WHAT TO WORK ON | For the word "positive", report how many lines of the records below contain it, and nothing more.

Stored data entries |

::::::

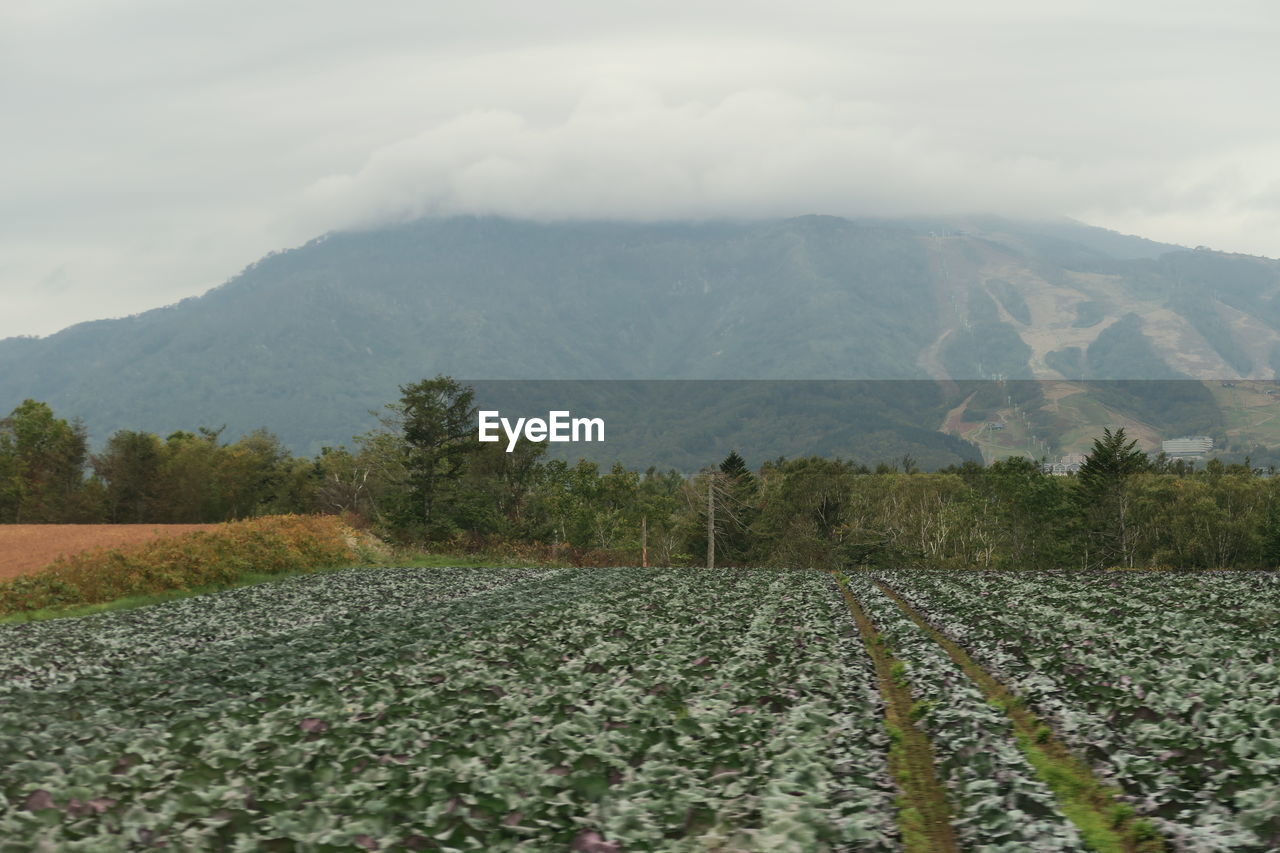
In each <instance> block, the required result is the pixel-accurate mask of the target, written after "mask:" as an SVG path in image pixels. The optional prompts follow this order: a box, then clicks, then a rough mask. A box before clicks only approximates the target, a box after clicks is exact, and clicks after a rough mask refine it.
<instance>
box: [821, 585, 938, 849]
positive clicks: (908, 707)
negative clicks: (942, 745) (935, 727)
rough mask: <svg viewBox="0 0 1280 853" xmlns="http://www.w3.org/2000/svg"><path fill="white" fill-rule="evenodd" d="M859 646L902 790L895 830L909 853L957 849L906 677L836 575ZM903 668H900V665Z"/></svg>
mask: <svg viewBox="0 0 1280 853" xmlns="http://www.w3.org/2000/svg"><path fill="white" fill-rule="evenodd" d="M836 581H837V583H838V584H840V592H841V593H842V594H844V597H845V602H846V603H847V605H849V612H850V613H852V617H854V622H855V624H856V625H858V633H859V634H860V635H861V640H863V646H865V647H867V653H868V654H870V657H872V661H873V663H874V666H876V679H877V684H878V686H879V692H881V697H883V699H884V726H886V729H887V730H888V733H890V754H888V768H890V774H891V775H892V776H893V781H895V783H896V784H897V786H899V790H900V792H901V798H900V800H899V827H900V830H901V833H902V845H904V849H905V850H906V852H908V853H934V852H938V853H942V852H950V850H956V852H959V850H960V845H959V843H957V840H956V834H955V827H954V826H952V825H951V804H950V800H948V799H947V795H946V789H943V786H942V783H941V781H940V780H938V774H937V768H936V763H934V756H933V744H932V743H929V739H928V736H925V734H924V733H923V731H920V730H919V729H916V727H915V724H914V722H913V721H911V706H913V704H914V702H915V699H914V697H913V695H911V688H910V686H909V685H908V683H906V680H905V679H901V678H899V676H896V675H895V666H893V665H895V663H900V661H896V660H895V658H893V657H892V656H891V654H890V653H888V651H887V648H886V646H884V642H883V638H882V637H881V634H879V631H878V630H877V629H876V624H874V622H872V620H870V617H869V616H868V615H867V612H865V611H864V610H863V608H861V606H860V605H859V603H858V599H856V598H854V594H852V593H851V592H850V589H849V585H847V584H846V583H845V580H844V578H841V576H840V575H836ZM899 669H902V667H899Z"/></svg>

::::::

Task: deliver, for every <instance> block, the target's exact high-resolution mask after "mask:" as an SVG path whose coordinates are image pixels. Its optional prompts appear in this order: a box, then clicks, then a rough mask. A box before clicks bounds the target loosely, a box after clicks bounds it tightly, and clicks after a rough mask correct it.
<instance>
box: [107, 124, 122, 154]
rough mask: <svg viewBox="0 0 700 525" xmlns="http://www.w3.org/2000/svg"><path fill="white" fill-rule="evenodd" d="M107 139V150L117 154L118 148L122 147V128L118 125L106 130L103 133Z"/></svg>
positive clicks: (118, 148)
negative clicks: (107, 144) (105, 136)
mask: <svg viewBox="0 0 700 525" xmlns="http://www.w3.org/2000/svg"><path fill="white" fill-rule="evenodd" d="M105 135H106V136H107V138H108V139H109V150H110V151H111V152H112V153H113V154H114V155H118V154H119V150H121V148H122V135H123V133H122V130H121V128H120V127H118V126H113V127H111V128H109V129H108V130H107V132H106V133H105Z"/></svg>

::::::

OUTPUT FOR THIS EXERCISE | 2